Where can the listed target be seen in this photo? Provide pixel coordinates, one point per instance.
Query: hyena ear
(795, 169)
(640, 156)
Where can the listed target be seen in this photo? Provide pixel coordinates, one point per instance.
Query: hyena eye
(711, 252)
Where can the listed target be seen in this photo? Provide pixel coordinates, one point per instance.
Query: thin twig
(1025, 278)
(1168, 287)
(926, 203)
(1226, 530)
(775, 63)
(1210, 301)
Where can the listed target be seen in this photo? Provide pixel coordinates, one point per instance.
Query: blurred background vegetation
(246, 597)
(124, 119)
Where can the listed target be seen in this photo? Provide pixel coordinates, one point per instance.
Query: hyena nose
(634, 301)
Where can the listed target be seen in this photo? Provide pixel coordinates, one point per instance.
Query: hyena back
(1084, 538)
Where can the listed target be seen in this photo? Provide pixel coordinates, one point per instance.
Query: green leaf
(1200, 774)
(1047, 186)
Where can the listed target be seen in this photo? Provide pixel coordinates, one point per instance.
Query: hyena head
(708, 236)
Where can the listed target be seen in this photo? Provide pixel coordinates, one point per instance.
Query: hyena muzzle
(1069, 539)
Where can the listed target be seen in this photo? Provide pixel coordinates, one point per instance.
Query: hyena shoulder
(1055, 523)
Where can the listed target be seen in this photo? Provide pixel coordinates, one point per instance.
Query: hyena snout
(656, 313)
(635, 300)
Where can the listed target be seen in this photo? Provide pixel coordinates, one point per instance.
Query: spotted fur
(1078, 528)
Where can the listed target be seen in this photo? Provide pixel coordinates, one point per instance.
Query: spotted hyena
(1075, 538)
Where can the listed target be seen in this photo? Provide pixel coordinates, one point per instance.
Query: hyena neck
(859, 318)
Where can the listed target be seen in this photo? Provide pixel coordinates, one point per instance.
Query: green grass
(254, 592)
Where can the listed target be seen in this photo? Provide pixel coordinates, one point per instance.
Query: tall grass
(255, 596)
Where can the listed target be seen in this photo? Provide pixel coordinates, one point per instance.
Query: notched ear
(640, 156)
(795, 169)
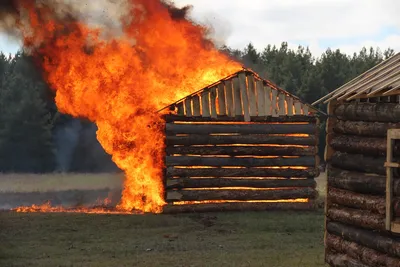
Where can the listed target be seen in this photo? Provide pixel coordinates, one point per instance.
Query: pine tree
(25, 135)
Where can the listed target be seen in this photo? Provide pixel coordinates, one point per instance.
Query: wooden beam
(243, 94)
(240, 194)
(230, 104)
(182, 183)
(242, 172)
(188, 107)
(221, 100)
(237, 97)
(242, 150)
(237, 206)
(205, 104)
(261, 108)
(252, 95)
(242, 139)
(196, 106)
(213, 102)
(172, 128)
(305, 161)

▶ WHAT TO DO
Go through the material above and copy out each line that contains the word "hyena".

▶ FINISHED EXERCISE
Query: hyena ear
Query: hyena eye
Query: hyena nose
Query: hyena back
Query: hyena head
Query: hyena muzzle
Query: hyena shoulder
Query: hyena snout
Query: spotted hyena
Query: hyena neck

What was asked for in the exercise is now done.